» Directives:
• 1. Answer from the notes on the Real Revolutionist:
(a) How must the RR work and travel?
(b) What kind of creature is the Real Revolutionist said to be in a skewed zoological, nautical sense?
(c) What does information equal?
• 2. Resume the notes on the Real Revolutionist, carrying on after their last line.

» Text section:
If overlap were visible to ordinary men, the Yellow Circuit could not operate as it must. TWE [to what end] is Life arranged to divert attention from its real operations on/thru man? Why is it arranged to hide the overlap? To attempt to become a ‘good Christian’ is not to become a better person—It is to further separate yourself—further define your frontier/contour/identity. The RR [Real Revolutionist] reduces his characteristics-divisions-contour and thereby truly becomes more beneficial relative to ordinary men; a benefit to them as far as finding the Revolution. 

There must be a clear distinction between like and unlike in the City. The RR blurs this distinction and can believe something/one he doesn’t like. It cannot happen in a City nervous system—It would be too dangerously unpredictable. ][ Real love is unspoken love.

Note that “off the farm” and higher up the nervous system, people can less and less work alone. In contemporary conditions it is almost impossible to work alone, to work without assistants/support group. There is a fascination with any who in fact do work alone. The RR must work and travel alone. 

1:07 Paradigm presents. Sara, Ben, Karen S, John Mott.
1:55 end.

And Kyroot Said…

Although there is no “one right thing,” there IS the right
combination of the things you got.

***

The Real Revolutionist is a new creature, even in a skewed
zoological, nautical sense, in that he is a kind of land-
submarine.

***

The Revolutionist must be able to abstract all of Life’s
“first stories.”

***

Anyone alive, of any age, with obvious talent IS a prodigy.

***

Remember: In the City forum, you can talk ALL you want to.

***

Even if you should ever discover how to do so, let me still
personally advise you that Life is NOT the kinda guy you wanna be
directly insulting with.

***

A Real Revolutionist doesn’t listen to ANYone…(except, of
course, that “one person.”)

***

Since it’s not actually possible to do so, the Revolutionist
wouldn’t “sacrifice” himself for anyone.

***

Information IS energy, and thus it is of some import the
kinds of info you consume.

***

The Real Revolutionist simply would not speak of anything
that actually “annoyed” him.

Dataset items
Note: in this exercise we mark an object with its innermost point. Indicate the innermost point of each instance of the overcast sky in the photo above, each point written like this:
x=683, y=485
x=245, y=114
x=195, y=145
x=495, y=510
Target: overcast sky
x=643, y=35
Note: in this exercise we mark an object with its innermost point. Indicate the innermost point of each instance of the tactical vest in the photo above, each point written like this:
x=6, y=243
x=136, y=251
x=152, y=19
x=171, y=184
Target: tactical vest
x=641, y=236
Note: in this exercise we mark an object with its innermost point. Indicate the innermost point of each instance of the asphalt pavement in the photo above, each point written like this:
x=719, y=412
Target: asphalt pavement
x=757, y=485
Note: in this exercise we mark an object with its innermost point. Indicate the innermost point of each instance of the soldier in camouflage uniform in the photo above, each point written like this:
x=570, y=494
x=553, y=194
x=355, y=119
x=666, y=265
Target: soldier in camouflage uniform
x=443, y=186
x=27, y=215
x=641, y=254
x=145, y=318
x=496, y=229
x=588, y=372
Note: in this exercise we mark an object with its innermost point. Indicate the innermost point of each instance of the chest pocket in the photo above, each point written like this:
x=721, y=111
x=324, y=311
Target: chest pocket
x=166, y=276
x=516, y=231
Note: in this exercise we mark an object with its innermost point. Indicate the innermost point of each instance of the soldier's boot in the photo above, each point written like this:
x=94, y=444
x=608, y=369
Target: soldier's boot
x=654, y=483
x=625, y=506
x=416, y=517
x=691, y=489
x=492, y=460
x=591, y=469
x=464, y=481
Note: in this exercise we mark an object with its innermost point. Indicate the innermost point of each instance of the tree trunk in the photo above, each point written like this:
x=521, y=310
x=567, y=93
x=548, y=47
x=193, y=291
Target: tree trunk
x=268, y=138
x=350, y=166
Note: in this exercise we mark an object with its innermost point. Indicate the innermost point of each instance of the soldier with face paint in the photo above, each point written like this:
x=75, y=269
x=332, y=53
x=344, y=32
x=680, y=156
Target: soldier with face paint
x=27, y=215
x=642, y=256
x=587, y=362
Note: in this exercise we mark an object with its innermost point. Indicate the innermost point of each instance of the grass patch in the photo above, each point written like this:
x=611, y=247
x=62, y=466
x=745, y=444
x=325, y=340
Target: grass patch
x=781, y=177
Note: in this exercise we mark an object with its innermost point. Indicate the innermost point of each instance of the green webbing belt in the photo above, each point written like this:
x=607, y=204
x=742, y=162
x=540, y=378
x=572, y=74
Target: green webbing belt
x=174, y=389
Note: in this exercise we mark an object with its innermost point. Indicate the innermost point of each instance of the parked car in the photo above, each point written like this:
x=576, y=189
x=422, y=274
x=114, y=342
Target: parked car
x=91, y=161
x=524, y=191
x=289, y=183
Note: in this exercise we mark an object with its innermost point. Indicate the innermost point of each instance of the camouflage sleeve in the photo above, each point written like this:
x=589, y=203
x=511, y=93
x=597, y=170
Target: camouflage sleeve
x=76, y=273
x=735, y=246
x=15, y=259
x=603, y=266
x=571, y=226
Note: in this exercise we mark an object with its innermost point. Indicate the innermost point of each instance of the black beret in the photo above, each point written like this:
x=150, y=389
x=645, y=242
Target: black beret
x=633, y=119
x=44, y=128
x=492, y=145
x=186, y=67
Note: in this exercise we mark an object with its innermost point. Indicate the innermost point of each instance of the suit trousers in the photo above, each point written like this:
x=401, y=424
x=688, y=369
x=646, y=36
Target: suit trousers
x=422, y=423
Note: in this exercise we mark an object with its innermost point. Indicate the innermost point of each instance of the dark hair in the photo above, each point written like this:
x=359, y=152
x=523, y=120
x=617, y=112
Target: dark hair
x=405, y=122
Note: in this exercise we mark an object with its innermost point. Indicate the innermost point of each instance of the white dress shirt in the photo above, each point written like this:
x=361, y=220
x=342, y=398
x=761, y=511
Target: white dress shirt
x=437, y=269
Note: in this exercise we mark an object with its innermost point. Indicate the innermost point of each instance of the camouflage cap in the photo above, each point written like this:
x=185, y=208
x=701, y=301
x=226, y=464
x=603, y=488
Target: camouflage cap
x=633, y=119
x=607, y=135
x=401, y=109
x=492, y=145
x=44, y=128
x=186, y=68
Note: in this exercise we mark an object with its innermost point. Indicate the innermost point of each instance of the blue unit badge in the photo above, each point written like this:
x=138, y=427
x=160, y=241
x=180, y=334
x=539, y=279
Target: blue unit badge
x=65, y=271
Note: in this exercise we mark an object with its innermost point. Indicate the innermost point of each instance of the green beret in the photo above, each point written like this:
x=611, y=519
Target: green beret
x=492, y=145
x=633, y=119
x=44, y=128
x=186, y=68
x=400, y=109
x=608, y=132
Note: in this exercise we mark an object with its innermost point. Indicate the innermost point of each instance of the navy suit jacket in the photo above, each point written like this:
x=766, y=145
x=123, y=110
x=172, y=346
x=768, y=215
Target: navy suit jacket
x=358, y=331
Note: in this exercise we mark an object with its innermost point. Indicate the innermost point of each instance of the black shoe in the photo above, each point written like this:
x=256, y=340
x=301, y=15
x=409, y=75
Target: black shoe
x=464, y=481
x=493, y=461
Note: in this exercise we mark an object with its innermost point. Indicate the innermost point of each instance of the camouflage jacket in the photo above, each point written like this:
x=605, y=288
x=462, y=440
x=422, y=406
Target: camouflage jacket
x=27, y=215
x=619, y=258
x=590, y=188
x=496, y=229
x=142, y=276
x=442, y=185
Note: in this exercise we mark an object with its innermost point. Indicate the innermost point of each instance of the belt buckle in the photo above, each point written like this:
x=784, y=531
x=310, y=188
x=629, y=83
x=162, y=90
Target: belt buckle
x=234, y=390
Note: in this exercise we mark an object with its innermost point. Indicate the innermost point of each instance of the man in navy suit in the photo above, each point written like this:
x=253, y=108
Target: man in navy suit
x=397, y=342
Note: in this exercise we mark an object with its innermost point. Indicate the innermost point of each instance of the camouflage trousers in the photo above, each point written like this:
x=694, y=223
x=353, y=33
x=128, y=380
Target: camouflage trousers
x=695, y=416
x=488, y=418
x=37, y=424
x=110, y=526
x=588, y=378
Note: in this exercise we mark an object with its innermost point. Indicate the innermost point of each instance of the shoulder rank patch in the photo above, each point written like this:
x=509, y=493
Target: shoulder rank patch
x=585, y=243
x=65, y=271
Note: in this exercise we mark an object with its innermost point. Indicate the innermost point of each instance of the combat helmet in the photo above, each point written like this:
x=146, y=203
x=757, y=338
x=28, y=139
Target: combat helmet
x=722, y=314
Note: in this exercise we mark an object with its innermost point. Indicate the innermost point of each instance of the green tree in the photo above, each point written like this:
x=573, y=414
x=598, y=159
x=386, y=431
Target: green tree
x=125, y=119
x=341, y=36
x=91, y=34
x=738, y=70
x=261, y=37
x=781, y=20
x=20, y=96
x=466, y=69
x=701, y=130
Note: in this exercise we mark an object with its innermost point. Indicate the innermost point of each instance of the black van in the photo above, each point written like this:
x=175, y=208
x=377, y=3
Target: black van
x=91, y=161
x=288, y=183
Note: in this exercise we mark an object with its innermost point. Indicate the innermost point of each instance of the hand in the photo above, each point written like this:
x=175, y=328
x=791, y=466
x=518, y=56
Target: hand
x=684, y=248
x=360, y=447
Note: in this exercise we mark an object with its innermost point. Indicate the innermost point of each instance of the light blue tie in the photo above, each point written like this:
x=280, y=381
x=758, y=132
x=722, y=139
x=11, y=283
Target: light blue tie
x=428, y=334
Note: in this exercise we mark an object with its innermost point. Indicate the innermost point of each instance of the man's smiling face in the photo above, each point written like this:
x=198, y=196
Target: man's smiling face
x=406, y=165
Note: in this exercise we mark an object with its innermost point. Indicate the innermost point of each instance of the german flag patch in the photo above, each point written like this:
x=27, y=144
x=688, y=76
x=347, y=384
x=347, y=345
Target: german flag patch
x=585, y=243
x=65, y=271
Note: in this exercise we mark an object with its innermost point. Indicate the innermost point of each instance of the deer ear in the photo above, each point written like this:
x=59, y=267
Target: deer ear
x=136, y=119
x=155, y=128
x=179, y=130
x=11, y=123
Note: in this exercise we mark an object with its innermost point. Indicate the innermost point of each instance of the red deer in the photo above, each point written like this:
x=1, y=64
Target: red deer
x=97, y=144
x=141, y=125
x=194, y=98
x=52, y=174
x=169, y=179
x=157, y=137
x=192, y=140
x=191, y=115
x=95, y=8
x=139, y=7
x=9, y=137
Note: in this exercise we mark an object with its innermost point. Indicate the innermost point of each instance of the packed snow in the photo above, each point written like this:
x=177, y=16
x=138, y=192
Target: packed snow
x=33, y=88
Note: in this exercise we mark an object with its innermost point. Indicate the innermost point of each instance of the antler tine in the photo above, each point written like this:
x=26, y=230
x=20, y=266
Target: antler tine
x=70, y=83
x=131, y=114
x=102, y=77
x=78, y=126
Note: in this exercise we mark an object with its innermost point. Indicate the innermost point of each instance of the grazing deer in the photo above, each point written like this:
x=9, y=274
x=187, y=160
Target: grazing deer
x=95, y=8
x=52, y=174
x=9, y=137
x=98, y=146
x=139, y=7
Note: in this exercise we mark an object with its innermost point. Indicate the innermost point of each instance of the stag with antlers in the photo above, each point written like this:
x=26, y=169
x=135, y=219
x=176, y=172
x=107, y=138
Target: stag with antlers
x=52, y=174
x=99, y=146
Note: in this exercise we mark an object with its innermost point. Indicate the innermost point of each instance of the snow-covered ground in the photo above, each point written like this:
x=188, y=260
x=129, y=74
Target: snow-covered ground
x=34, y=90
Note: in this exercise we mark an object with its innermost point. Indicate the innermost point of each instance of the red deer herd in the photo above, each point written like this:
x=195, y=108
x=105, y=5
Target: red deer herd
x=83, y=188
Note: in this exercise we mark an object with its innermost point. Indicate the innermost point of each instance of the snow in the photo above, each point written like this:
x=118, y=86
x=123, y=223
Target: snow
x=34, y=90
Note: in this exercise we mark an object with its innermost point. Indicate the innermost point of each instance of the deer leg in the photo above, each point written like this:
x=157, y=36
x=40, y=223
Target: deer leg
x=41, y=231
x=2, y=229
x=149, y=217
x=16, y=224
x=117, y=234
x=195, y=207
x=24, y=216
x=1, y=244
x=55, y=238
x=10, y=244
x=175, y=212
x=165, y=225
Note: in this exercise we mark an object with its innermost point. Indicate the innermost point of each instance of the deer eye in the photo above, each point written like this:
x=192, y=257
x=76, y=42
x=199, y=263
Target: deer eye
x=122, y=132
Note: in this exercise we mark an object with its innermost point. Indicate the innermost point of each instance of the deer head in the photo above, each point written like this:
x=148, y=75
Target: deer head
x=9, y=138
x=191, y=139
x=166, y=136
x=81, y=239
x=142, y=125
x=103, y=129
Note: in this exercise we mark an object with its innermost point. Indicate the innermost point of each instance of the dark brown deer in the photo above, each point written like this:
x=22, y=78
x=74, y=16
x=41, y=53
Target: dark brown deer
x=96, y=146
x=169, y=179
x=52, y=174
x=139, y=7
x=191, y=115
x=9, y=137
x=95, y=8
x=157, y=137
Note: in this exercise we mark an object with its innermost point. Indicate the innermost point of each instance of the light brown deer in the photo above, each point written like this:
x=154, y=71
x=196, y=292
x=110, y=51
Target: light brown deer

» Results of the exercise:
• 1.
(a) Alone.
(b) A kind of land-submarine.
(c) Energy.

• 2.
***

A Revolutionist doesn’t simply agree that “anything’s
possible,” he is part of the proof.

***
Everyone has a twin, but Life keeps him, or her, hidden.

***

A Real Revolutionist has memories of the future.

***

Beware, the lug bolts of the mind.

***

The Revolutionist can’t afford to be as “touchy” as even
Life is.

***

In the City, don’t pick up anything anyone else has handled.

***

While everyone else’s “wish-dreams” would be for the whole
Macy’s catalog, the Revolutionist would be thinking, “Where would
I store all that shit?”

***

Never invite someone ELSE’s god for the weekend.

***

The Revolutionist treats ordinary emotions as junk
food…eat ‘n’ run.

***

Every Revolutionist should have a nickname, but he shouldn’t
know what it is.

***

Anytime you are overcome with concern regarding the
civilized status of contemporary Man, just look in the daily
paper and compare their coverage of science, literature and art
to that of sports. Now, don’t you feel much better?

***

The Past is where EVERYbody sings flat.

***

To rhapsodize and poeticize that “nothing worthy ever truly
dies” is just a sneaky way of hoping for your own immortality.
***

More Cause For Encouragement: For those with
demonstratively low-powered brains, in the City they have this
marvelous new device, “Hi-Lite Markers.” I’m so “happy” for you.

***

There WOULD seem to be some merit in knowing when to be
“done with” something, knowing when it is finished, but even more
so, not to care.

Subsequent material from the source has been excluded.